Work task:
Restate verbatim the span of lines below between the line with "Query: white desk" and the line with "Give the mask of the white", including those two lines, and only that span.
━━━━━━━━━━━━━━━━━━━━
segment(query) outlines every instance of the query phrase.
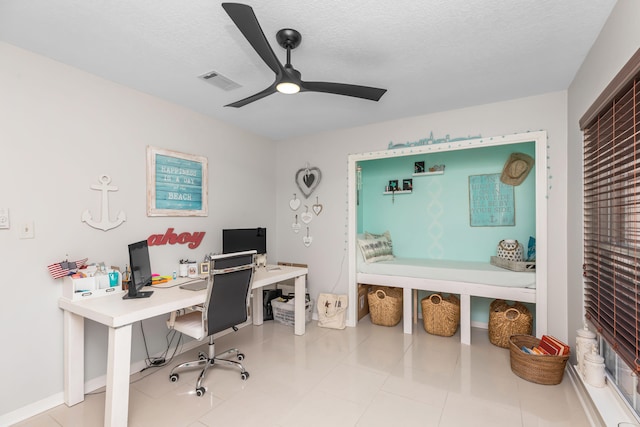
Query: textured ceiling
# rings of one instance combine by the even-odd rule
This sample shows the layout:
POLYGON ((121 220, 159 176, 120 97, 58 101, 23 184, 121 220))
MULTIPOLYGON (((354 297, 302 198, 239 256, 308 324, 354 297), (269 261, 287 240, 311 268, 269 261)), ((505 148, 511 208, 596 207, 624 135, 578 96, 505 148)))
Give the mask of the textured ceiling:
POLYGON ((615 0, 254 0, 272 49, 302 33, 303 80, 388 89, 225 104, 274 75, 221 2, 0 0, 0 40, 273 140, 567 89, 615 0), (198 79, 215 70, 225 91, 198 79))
━━━━━━━━━━━━━━━━━━━━
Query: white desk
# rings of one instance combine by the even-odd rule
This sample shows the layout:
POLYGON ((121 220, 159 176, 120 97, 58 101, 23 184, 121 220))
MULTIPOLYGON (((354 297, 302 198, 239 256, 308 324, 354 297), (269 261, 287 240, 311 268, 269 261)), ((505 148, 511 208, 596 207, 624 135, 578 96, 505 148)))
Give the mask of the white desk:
━━━━━━━━━━━━━━━━━━━━
Reply to the task:
Query: white desk
# rings of one instance combine by the even-odd rule
This sample shows the layout:
POLYGON ((121 220, 159 176, 120 97, 58 101, 23 184, 121 220))
MULTIPOLYGON (((354 297, 302 198, 239 256, 308 324, 354 297), (269 261, 287 240, 311 268, 269 261)), ((505 148, 511 208, 596 207, 624 135, 578 96, 505 148)))
Give the mask of the white desk:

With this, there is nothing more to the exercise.